What you will do:
Your answer must be the data repeated exactly, with no pictures in it.
The data: Begin
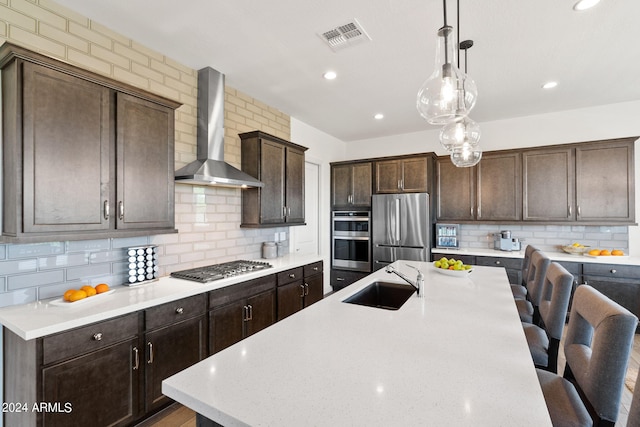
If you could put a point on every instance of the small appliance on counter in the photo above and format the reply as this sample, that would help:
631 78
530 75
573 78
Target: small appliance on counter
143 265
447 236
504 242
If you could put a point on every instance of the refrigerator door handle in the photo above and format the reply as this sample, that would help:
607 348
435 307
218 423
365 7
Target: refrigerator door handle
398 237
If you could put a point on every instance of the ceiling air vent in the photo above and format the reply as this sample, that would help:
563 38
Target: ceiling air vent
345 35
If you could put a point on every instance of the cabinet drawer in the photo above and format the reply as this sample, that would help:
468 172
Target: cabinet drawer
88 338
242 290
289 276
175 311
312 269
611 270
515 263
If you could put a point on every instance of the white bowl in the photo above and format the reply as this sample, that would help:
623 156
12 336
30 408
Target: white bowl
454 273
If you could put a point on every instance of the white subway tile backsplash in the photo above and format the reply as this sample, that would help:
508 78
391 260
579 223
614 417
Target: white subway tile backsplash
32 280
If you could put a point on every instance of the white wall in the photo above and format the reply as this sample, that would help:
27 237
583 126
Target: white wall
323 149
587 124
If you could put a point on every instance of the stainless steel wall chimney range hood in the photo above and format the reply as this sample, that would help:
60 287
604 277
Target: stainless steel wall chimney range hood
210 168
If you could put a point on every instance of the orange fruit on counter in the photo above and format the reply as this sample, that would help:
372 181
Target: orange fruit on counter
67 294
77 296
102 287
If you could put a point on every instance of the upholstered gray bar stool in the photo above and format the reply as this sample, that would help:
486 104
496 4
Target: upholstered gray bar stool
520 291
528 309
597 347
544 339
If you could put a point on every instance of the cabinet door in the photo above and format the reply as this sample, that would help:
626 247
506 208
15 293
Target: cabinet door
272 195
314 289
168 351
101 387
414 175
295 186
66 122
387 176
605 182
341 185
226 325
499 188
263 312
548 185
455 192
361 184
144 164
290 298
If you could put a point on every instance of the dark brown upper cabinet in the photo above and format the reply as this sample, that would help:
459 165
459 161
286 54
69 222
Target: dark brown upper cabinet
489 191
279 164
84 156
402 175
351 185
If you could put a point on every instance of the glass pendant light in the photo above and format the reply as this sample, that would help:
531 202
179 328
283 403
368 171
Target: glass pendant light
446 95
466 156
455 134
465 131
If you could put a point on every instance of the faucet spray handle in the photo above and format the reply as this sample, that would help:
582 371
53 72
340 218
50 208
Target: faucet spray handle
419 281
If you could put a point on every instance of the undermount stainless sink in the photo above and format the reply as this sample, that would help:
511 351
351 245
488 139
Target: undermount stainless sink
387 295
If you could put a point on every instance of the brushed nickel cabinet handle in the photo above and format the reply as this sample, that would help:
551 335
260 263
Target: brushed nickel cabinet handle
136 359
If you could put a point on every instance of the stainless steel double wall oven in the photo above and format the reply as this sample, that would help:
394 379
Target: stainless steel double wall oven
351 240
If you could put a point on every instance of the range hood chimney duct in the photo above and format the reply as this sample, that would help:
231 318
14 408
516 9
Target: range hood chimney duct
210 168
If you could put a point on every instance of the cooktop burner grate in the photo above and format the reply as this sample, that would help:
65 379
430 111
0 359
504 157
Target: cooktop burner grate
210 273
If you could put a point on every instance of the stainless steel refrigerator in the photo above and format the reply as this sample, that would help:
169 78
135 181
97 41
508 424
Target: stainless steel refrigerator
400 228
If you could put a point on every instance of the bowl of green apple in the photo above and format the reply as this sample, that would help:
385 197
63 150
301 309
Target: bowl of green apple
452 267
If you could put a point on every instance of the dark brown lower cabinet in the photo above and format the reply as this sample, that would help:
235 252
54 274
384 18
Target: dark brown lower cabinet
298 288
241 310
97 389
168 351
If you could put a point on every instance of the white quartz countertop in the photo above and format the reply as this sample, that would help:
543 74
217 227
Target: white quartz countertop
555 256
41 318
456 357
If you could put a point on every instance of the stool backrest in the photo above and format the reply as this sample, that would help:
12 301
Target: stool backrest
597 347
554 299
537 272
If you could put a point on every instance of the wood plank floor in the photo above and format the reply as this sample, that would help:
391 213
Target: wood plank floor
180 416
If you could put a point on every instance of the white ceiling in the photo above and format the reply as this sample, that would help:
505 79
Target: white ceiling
The data: End
Response for this exercise:
If you could put a point on every instance of the small appliance on counter in the photo above and format the reply as this sample, that would help:
631 78
530 75
573 78
Target: small appliance on counter
143 265
447 236
504 242
If you could put a point on every instance of the refrigerator door handle in the photo above and format the reply as this sample, that would help:
607 348
435 307
218 423
365 7
Target: refrigerator door handle
398 237
If you could put a point on every instance of the ceiling air vent in the photo above and format the reply as this sample, that would help:
563 38
Target: ceiling air vent
345 35
If you could put a point on every instance of the cabinet drawer in the photo above and format the reply as this sample, that would help:
468 172
Target: cabinet drawer
88 338
242 290
289 276
175 311
312 269
611 270
515 263
If you could put a point on every instance of the white bowl in the photo above and format the reply as this sample, that would help:
623 156
12 336
30 408
Target: white bowl
454 273
If you could put a point on every instance of the white subway tile backsplash in the photo above and format the reply as this sample, that would help:
508 78
391 260
579 223
614 417
Target: white subway tile backsplash
32 280
If you could put a point on every instance of the white wall in the photo above and format the reply as this sample, that would help:
27 237
583 126
Target: white wall
323 149
587 124
If you could put a point on every instance of the stainless steel wall chimney range hood in the photo above and format the reply as this sample, that would help:
60 287
604 277
Target: stainless steel wall chimney range hood
210 168
If you could put a point on every instance of the orange fruit on counter in the photo above and format the reply as this sample, that would help:
372 181
Target: orange fruit on counter
67 294
77 296
102 287
If you could put a point on every instance of the upholstered gray bar stool in the photo above and format the reply as this sample, that would help:
486 104
496 4
Target: upholstered gray bar stool
520 291
528 309
597 347
544 339
If you could put a point on every instance of the cabinet door in the photo above and format the reply as this sample, that would help:
626 247
506 208
15 293
Target: cabinet door
272 195
314 289
168 351
101 387
414 175
295 186
66 122
387 176
605 182
341 185
226 325
499 188
263 312
548 185
455 192
361 184
144 164
290 298
If you could put a point on every instance of the dark brown upper cabinet in the photo above and format the reply as this sample, that would help:
459 165
459 161
286 54
69 222
Target: dark brown upper cabinet
489 191
279 164
84 156
402 175
351 185
If you could put a point on every instance of the glass pendant light in the photo above and format the reply as this sample, that would help:
531 202
179 328
283 403
368 171
Target: glass pendant light
446 95
466 156
455 134
465 131
If you could put a point on every instance of the faucet spray handle in the photo above and format the reply as this sample, that would help:
582 371
53 72
340 218
50 208
Target: faucet spray handle
419 281
If you could put a point on every instance of the undermount stainless sink in the photo above and format the reply as this sample, that would help:
511 351
351 245
488 139
Target: undermount stainless sink
387 295
If you could put a point on every instance of the brushed nickel cabinet handle in the photo above and format the reply as this sample, that would help:
551 335
260 263
Target: brushed nickel cabinet handle
136 359
If you could put a point on every instance of the stainless steel double wall oven in the photo above and format the reply as this sample, that would help:
394 379
Target: stainless steel double wall oven
351 240
If you could put a point on every instance of the range hood chimney duct in the photo above and format the reply as this sample, that would help:
231 318
14 408
516 9
Target: range hood chimney duct
210 168
If you could put a point on every instance of the cooktop burner grate in the photo above and format the reply as this sample, that would help:
65 379
430 111
0 359
504 157
Target: cooktop burner grate
210 273
If you could put a point on every instance of the stainless steel refrigerator in the photo above and format the reply as this sample, that would help:
169 78
135 181
97 41
508 424
Target: stainless steel refrigerator
400 228
If you could put a point on every instance of the bowl of green apple in the photo above and format the reply as this sample, that would help:
385 197
63 150
301 309
Target: bowl of green apple
452 267
If you could put a point on every instance of the dark brown lower cabinet in the photo above and format the reply as this sample, that would help:
235 252
54 274
384 18
Target: dark brown lower cabinet
298 288
241 310
97 389
168 351
If you could put a point on every instance of the white quartz countertop in the photo above and format the reply as this sample, that would help:
543 74
217 227
Target: white quartz countertop
555 256
41 318
456 357
If you could put a point on every instance of the stool backrest in the photo above and format the reply as this sample, that would help:
12 301
Target: stool backrest
597 347
554 299
537 272
If you could put a point on every instance of the wood plank floor in the photo above and format the reply as this sample, that would help:
391 213
Target: wood plank floor
180 416
If you could put a point on every instance of the white ceiling in the photo above and format the reply as this sample, that would help:
505 79
Target: white ceiling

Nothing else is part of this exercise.